▶ **About this task**: Among the lines of the records below, copy those that hold the word "porsche".
::::
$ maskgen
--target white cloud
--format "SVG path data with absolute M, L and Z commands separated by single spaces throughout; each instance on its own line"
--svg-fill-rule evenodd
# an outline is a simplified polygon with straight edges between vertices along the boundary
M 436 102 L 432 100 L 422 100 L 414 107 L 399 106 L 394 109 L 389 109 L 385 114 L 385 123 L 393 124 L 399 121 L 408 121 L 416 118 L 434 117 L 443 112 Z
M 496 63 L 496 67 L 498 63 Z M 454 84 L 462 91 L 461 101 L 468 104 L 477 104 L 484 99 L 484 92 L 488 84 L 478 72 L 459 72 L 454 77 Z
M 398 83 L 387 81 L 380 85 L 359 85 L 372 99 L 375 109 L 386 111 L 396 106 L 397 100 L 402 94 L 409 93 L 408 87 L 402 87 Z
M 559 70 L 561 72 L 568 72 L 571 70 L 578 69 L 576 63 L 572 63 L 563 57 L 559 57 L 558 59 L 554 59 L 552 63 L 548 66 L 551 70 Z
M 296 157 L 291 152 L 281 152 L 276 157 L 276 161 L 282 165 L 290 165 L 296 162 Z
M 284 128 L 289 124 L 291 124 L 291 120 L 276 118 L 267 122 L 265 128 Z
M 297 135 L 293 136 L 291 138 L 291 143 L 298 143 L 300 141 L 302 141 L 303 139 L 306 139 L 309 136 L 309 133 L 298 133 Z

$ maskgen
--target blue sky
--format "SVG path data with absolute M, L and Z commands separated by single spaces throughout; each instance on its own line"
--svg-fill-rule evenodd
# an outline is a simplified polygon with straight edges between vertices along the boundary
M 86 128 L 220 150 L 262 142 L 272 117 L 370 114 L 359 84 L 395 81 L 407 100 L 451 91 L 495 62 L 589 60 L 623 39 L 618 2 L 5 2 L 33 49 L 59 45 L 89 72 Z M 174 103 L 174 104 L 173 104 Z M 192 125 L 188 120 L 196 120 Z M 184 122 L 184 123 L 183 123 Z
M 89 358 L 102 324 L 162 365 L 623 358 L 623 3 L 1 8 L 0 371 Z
::::
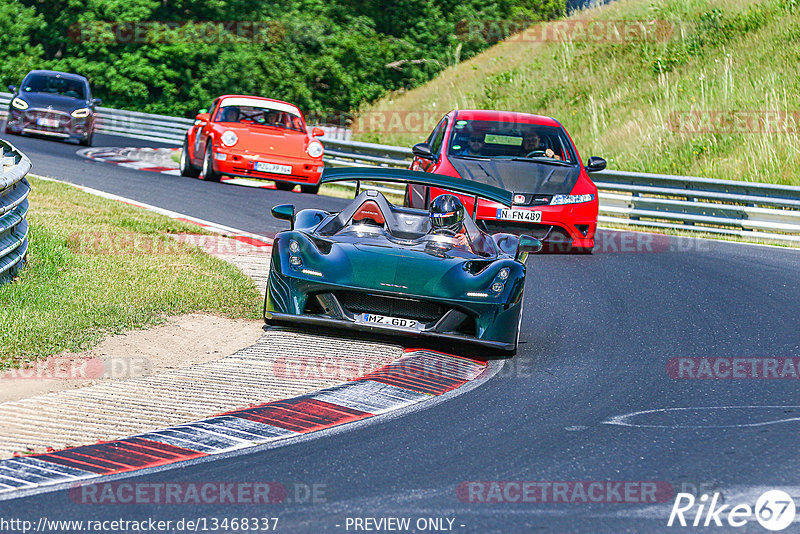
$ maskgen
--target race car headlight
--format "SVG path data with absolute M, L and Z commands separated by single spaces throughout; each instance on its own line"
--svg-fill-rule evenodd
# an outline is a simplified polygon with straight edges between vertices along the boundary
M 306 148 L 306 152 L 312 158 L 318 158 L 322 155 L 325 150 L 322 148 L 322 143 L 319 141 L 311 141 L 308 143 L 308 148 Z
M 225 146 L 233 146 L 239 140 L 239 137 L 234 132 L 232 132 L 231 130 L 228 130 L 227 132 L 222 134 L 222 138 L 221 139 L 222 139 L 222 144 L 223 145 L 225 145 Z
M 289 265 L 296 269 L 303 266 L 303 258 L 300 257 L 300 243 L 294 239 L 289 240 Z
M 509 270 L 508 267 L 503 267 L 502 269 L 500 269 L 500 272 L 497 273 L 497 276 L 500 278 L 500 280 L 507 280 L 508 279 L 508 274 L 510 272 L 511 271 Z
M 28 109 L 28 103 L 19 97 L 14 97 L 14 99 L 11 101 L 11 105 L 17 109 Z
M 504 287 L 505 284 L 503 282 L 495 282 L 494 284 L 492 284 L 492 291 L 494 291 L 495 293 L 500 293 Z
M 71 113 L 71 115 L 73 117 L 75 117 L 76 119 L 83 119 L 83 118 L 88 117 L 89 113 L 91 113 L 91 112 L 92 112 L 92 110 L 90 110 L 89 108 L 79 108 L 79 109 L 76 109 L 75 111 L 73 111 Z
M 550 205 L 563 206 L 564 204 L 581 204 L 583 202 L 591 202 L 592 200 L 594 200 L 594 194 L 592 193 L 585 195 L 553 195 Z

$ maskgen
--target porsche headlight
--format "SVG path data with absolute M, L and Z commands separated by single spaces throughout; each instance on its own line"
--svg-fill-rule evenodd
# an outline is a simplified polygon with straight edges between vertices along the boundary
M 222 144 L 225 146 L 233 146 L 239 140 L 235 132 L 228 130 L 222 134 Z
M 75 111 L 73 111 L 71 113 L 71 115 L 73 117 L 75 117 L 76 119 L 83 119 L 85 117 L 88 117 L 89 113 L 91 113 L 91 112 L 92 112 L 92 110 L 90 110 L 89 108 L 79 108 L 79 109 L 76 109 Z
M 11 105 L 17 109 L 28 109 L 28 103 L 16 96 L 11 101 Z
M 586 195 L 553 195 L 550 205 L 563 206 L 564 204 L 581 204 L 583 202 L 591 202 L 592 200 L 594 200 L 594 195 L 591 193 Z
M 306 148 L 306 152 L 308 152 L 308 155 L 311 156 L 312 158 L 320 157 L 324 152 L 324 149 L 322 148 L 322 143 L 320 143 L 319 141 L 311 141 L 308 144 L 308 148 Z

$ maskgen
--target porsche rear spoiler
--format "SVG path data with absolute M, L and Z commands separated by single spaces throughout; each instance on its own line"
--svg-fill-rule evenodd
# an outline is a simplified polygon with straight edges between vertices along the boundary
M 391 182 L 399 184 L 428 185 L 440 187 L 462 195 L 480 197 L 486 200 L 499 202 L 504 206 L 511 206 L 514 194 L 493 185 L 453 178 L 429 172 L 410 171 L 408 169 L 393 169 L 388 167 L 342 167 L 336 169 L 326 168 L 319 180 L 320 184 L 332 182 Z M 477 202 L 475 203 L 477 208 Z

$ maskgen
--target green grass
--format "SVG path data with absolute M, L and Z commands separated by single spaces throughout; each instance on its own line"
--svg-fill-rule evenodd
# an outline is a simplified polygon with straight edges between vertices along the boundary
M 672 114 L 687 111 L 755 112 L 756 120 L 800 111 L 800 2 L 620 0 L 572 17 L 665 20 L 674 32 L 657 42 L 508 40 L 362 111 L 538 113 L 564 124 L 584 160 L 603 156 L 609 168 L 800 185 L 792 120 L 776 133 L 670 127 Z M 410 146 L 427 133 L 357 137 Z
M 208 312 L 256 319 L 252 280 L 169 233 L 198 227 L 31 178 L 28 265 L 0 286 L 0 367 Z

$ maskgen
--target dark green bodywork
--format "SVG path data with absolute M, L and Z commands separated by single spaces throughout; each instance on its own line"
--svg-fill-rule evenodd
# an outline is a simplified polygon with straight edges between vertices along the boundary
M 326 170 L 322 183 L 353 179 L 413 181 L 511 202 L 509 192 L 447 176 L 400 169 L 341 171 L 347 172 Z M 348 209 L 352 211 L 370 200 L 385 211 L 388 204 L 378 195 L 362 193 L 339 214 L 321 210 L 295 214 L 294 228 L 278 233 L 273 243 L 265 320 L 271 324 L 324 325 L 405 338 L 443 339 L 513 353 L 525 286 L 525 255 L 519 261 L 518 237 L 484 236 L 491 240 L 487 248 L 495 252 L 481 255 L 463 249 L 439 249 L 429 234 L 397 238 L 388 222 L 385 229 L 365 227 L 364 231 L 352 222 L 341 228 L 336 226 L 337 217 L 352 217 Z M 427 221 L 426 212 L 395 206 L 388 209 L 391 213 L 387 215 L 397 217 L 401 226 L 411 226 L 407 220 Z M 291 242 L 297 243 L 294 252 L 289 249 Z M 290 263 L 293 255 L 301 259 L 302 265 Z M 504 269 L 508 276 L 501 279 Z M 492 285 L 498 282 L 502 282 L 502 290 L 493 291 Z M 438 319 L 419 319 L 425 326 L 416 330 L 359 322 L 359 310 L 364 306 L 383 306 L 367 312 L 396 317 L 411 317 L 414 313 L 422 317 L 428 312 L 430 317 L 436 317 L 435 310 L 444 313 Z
::::
▶ **Output of the task**:
--target porsche headlight
--target porsche rear spoiler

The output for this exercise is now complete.